Your assignment =
These records are to be written out exactly as they read, minus the pictures.

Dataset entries
........

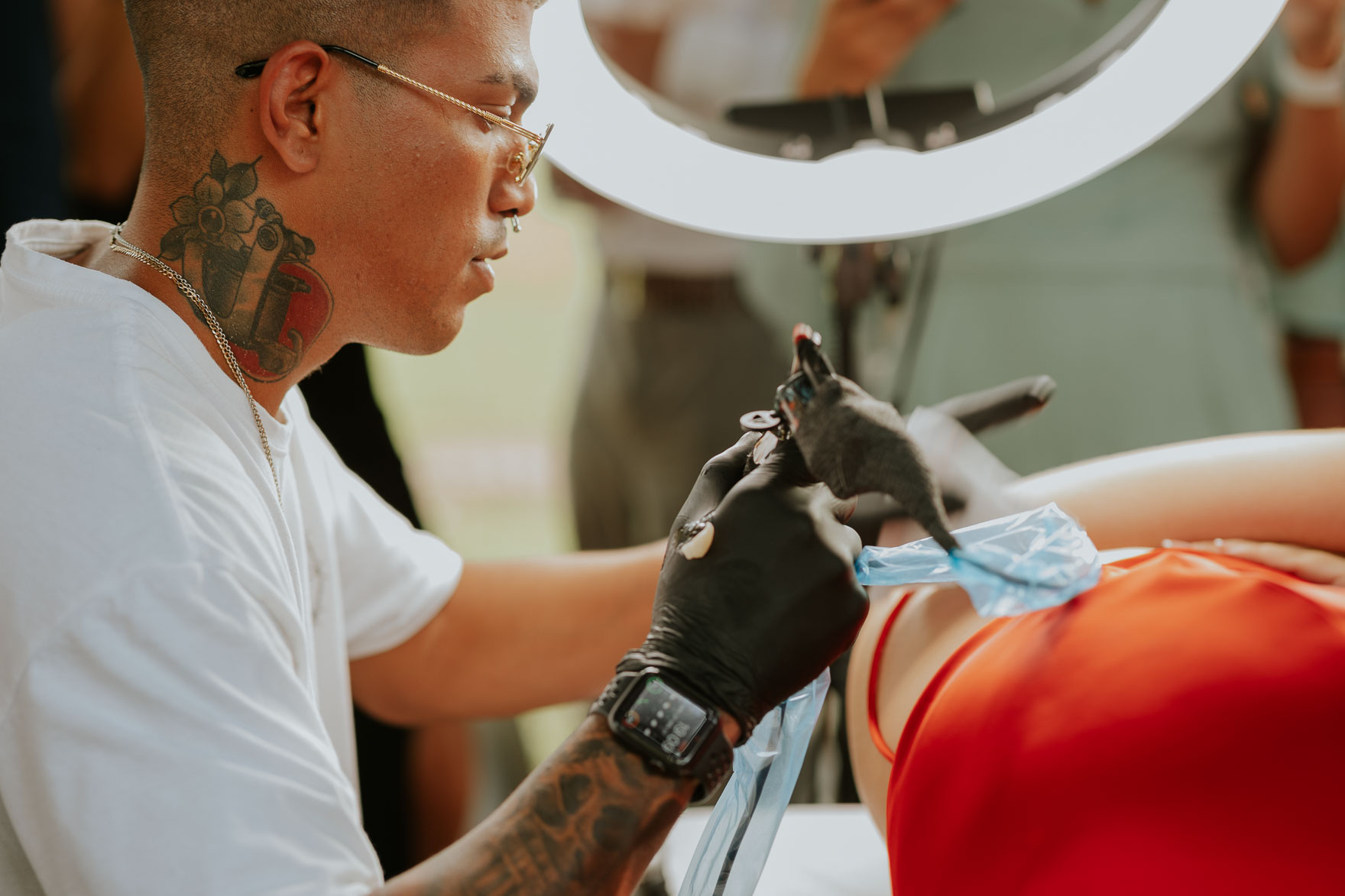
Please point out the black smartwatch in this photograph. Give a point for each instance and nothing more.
(672, 731)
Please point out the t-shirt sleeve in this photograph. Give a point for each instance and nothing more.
(166, 740)
(393, 576)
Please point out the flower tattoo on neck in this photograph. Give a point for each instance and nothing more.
(251, 268)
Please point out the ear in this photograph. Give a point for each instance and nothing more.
(297, 86)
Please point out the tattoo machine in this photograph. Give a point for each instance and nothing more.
(856, 445)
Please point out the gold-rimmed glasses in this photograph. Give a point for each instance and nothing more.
(521, 163)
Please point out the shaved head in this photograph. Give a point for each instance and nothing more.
(189, 49)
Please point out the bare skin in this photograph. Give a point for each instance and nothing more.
(381, 236)
(1246, 490)
(334, 183)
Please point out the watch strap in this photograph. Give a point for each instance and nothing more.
(711, 763)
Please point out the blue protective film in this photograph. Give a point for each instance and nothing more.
(737, 839)
(1009, 565)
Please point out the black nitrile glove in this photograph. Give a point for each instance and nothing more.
(969, 477)
(773, 599)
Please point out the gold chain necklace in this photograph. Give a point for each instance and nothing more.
(120, 244)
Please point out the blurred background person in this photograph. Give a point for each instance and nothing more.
(676, 355)
(1148, 293)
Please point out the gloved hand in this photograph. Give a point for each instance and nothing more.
(771, 602)
(970, 478)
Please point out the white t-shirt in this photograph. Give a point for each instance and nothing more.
(173, 687)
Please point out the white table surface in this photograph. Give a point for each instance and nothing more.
(831, 850)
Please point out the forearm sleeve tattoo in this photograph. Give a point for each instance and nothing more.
(587, 821)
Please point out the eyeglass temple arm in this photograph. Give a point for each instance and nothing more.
(253, 69)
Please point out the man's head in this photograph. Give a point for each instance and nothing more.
(385, 198)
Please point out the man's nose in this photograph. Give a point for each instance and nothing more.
(514, 198)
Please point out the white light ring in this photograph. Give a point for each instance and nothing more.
(611, 141)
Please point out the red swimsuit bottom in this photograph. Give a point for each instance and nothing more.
(1177, 729)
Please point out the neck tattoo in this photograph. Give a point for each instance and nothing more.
(246, 276)
(127, 247)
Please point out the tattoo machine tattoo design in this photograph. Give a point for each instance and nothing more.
(851, 440)
(251, 268)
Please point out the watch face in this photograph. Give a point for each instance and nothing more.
(665, 719)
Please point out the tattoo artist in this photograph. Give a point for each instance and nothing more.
(193, 586)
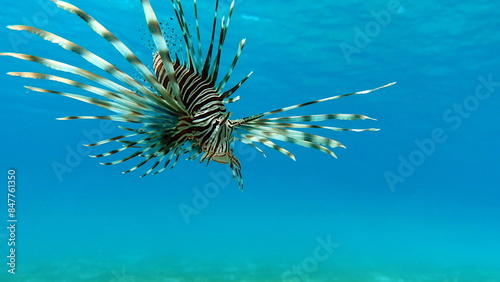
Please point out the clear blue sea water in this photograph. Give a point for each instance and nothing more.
(416, 201)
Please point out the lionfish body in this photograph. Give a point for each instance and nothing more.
(181, 109)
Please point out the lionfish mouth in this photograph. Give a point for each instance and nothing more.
(182, 109)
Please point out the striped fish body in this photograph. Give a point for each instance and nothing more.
(205, 122)
(182, 112)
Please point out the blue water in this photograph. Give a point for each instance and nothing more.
(416, 201)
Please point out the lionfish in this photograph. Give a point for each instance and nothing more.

........

Answer to the exercise =
Please point out the black smartwatch in this photograph. Give a point for each instance and nothing more.
(672, 731)
Please point out the t-shirt sleeve in this photograph. Give a point for each instance and nothing more.
(166, 740)
(393, 576)
Please point out the flower tattoo on neck in this photograph. Give a point for each instance and nothing more.
(251, 268)
Please point out the ear in this photograph. Give a point for each instance and nothing more.
(297, 86)
Please point out the tattoo machine in this photograph. Give a point for each instance and nothing more.
(856, 445)
Please point out the gold-rimmed glasses in this photograph. Give a point for each instance and nothing more.
(521, 163)
Please point out the shaved head in this photograph. Give a point for each instance and nothing more.
(189, 49)
Please point out the bare skin in this photograph. Give a point for each instance and nothing more.
(381, 236)
(1246, 490)
(334, 183)
Please point out the watch strap in this photograph. Give a point for each instance and nothing more.
(711, 763)
Please point out the blue protective film in this photograph. Give a point for each instance and nothing more.
(737, 839)
(1009, 565)
Please point out the black nitrile glove in this photograph. Give a point for each instance and nothing more.
(969, 477)
(773, 599)
Please point out the gold chain necklace in this photograph. Give a point for each instance and nothing more.
(120, 244)
Please point out the blurred background person in this photograph. Give a point for each instance and nothing more.
(676, 355)
(1148, 293)
Please point out the gloved hand in this photograph. Give a point for each instance and nothing more.
(771, 602)
(970, 478)
Please point out the white t-shirt in this photograph. Give a point for each instance and nothing more.
(173, 687)
Please point out the white table surface in this photograph. Give a point for each instance and nothing more.
(831, 850)
Please point out the forearm sleeve tattoo in this photograph. Give a point for each instance and nothing more.
(587, 821)
Please point out the eyeglass temple arm in this photograph. Give a point for each instance and nothing more.
(253, 69)
Please point out the man's head in this photograph. Give a point for each instance and nothing more.
(385, 198)
Please point out the man's nose in this photograph. Give a point for each instance and nothing more.
(514, 198)
Please point out the white light ring in this photograph. Give a point for each instance and nothing more.
(611, 141)
Please point out the red swimsuit bottom in this photograph. Give a point for each instance and nothing more.
(1177, 729)
Please point out the neck tattoo in this photograph. Give a point for each instance and nothing more.
(246, 276)
(127, 247)
Please point out the tattoo machine tattoo design in this photograph. Give a point for each instance and nothing more.
(851, 440)
(251, 268)
Please point out the watch face in this photograph. Give a point for each instance and nothing more.
(665, 719)
Please point out the tattoo artist in this photograph. Give a point for each instance and nothing more.
(193, 586)
Please point out the clear blue sea water in this photograph. Give a point for each instance and nothing more.
(416, 201)
Please point out the lionfish body in this photograph. Give a point for each instance and nothing more.
(181, 109)
Please point out the lionfish mouth in this photograph. Give a point for each instance and nothing more.
(182, 109)
Please point out the striped fish body in this photograph. Give a point for each instance and nothing more.
(205, 122)
(182, 112)
Please point out the blue water in this photograph. Give a point for each instance and nothing more.
(416, 201)
Please point out the lionfish in this photograph. Give a point for each instance and nothing more.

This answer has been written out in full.